_WHAT YOU ARE ASKED TO DO_
Copy verbatim the passage of the chihuahua puppy thread between "1. As you can" and "only loose skin.", inclusive.

# New member, lots of questions :)



## Kirk (Jun 15, 2004)

:wave: Hello guys and girls, i've just discovered this forum and i'd like to introduce myself as a proud owner of a 2-month female chihuahua puppy! I got her a couple of days ago and we are getting along great. I got a couple of questions for you that i hope you can answer. 

Here are some pics of her:

http://www.toocreative.com/test/jazz


1. As you can see in the pics her ears are still floppy. Will they stand up all of a sudden or will it be a gradual process? When i touch them they are really soft, as if is only loose skin.

2. Sometimes when she is sleeping she is having these stomach spams that last for a couple of secs. It doesn't happen frequently but is it something to worry about?

3. She bites reaaally hard! She has the strongest bite that i've ever seen in a 2-month old puppy. I've tried to make her stop by several methods i found on the net, like saying a loud and deep 'No' and walking away, but doing that only makes her more excited. I've read of using a bitter substance but that will stop her also form licking, which is a thing i like. Any suggestions?

That's it, also check the pics and tell me if she looks ok, her proportions and all. Thanks in advance. [/url]


----------



## CuddleMeChi (Apr 29, 2004)

Ears are tricky... sometimes they are up right away and others take time. usually they will do what they are going to do by 6 months.

Is she a fullblodded Chi?


----------



## Kirk (Jun 15, 2004)

Well she was given to me as a present so i don't know her parents. But i do know her aunt and she is a lovely chi. Did you see anything strange in the pics?


----------



## CuddleMeChi (Apr 29, 2004)

She was very cute just a few things seemed a tiny bit off but I'm no expert. Plus she is so young she will be changing everyday .AND sometimes pix get wrong angles and make things look different then they really are.

How big is she. Do you know a weight?


----------



## Kirk (Jun 15, 2004)

i'll measure her tonight and let you know. How much should she weigh?


----------



## CuddleMeChi (Apr 29, 2004)

LOL.. there is no "should" it's like skin kids... they weigh what they weigh 


If you like her then I wouldn't even worry about it . She's very cute any way you slice it  

For biting I know alot of people use the ignoring and saying no, but I have to say i never had a nipping problem with any of my dogs past the first initial try outs of puppy nipping. I few taps across the snout and they got the idea pretty fast.Nothing big , just someting to show NO .
All my dogs are now very well adjusted and love me to death. I have one that mouths me once in awhile to play but that's it.


----------



## Ms_P (Apr 25, 2004)

She sure is a cutie!
Looking at her legs and snout she could be part miniature dachshund?
Just a guess but if it's true her ears might not stand up.


----------



## KB (Apr 13, 2004)

AW so cute she is!!! Best of luck may she bring you lots of joy!! I would agree w/Mrs. P looks like daschund mix....big paws, thicker legs, different nose. WELCOME TO THE FORUM :wave:


----------



## OzzyAndLilysMom (Mar 9, 2004)

Hi and welcome

sorry to disappoint you but |I also have to agree with the others it is a adorable pup but sorry to say I dont think it is a purebreed chi  but such a cutie all the same


----------



## Kari (May 13, 2004)

Hi and wecome! I'd have to agree about her being mixed. Her ears are set kinda far back and low. She's hecka cute, so who cares if she's purebred?!? She's got a great face..


----------



## ilovesadie (Jun 1, 2004)

Rows of box annotation data
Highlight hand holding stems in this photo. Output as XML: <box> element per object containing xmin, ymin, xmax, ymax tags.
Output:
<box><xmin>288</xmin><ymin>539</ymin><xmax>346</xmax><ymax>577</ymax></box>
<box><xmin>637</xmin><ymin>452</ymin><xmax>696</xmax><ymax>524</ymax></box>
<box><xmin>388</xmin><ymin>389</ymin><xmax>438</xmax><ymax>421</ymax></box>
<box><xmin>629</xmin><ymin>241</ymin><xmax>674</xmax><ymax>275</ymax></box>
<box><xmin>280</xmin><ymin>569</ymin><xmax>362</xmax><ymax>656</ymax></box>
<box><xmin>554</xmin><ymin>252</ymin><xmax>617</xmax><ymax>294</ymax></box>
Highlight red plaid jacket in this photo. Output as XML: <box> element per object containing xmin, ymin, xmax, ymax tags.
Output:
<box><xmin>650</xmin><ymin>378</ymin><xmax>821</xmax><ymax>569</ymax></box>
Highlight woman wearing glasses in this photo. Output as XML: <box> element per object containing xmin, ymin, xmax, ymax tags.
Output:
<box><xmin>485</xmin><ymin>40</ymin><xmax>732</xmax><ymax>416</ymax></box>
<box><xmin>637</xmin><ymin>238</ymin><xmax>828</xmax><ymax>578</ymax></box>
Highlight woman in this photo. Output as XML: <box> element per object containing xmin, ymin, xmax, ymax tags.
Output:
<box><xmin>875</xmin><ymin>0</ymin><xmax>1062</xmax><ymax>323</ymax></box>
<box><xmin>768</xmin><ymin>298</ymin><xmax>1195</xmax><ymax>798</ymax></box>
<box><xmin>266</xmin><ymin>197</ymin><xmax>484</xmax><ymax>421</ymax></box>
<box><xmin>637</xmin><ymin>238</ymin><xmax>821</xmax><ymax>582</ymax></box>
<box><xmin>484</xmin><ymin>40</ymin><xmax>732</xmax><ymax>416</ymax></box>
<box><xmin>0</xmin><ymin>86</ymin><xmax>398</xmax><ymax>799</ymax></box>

_SOLUTION FOR THIS PROBLEM_
1. As you can see in the pics her ears are still floppy. Will they stand up all of a sudden or will it be a gradual process? When i touch them they are really soft, as if is only loose skin.